# Given text

· · · ·

OG&E's coal-fired power plant in Muskogee, Okla.
gmeador / Flickr
OG&E's coal-fired power plant in Muskogee, Okla.
gmeador / Flickr
An Oklahoma Corporation Commission Administrative Law Judge recommended state regulators reject several “major portions” of Oklahoma Gas & Electric’s proposal to recover environmental compliance costs.
Judge Ben Jackson on Monday recommended Oklahoma’s three-member Corporation Commission reject the utility’s request to raise rates as much as 19 percent in five years, which The Journal Record‘s Sarah Terry-Cobo reports “is the steepest among any utility in Oklahoma in nearly a decade”:
He recommended that the agency approve the utility’s request to spend $700 million to reduce air pollution, but only if the company considered adding more wind power to the plan.
The company’s plan has two parts, including $700 million to reduce pollution from coal-fired power plants, which is required by federal clean air laws. It also plans to upgrade a power plant on the edge of the Oklahoma City metro, known as the Mustang Modernization Plan.
The plan is controversial in part because its $414 million Mustang upgrade proposal is unrelated to air pollution.
The judge’s recommendation goes to a vote by the three-member Corporation Commission, which can consider exemptions. A hearing date has not been set.
The month-long rate case has drawn a lot of attention and scrutiny, Terry-Cobo reports:
Thirteen groups intervened in the case, representing industrial, commercial and residential customers, OG&E shareholders and environmental activists. Nearly all groups oppose some portion of the utility’s plan, except for the shareholders’ organization. Many groups disagreed with how the company plans to clean up air pollution from two of its power plants. All but the shareholder group agreed the Mustang plan didn’t meet statutory requirements to pass along costs to customers.
Some of the intervening parties seemed pleased with a quick review of the judge’s ruling, The Oklahoman‘s Paul Monies reports:
Attorney Bill Humes, who represented The Wind Coalition, the Oklahoma Hospital Association and Oklahoma Cogeneration LLC, said at first glance the administrative law judge agreed with many of the recommendations of his clients.
“To disallow Mustang and to require more investigation into wind is exactly what our clients were looking for,” Humes said. “Everyone is sympathetic to OG&E’s need to comply with the EPA rules, but it has to be reasonable and the lowest cost. OGE’s plan was neither. It was a great plan for shareholders, but not for customers.”
Former Corporation Commissioner Jim Roth, who represented The Wind Coalition along with Humes, said he was glad the judge recommended additional wind power as a condition of the environmental compliance.
“It appears the judge’s recommendation takes to heart the unanimous request of all customer class parties that OG&E should be required to add low-cost, clean wind energy before any costs for extending their older coal plants should be considered.”

· · · ·

# Work required
According to the article on OG&E's rate case, how much would the proposed Mustang upgrade cost?

· · · ·

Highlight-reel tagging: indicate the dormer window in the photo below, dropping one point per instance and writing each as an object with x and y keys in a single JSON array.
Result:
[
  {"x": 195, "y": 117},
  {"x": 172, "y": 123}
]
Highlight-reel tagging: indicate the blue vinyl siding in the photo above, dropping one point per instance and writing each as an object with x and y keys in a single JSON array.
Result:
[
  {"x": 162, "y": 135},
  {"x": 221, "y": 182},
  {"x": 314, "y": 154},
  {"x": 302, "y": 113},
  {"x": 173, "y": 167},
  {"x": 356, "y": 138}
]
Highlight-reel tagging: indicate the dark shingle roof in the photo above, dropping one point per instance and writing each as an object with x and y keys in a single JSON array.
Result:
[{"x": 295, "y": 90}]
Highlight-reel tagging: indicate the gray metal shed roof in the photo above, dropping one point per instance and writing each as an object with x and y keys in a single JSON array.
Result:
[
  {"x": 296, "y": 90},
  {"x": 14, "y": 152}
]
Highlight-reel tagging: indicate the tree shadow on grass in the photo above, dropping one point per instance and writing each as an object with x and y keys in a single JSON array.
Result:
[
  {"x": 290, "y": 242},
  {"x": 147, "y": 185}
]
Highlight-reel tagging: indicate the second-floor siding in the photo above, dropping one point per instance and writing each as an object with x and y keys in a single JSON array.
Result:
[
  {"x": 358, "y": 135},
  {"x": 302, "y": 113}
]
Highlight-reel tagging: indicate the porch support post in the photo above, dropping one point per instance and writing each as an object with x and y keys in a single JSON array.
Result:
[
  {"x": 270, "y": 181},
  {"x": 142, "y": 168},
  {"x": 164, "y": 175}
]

· · · ·

# Response for this exercise
$414 million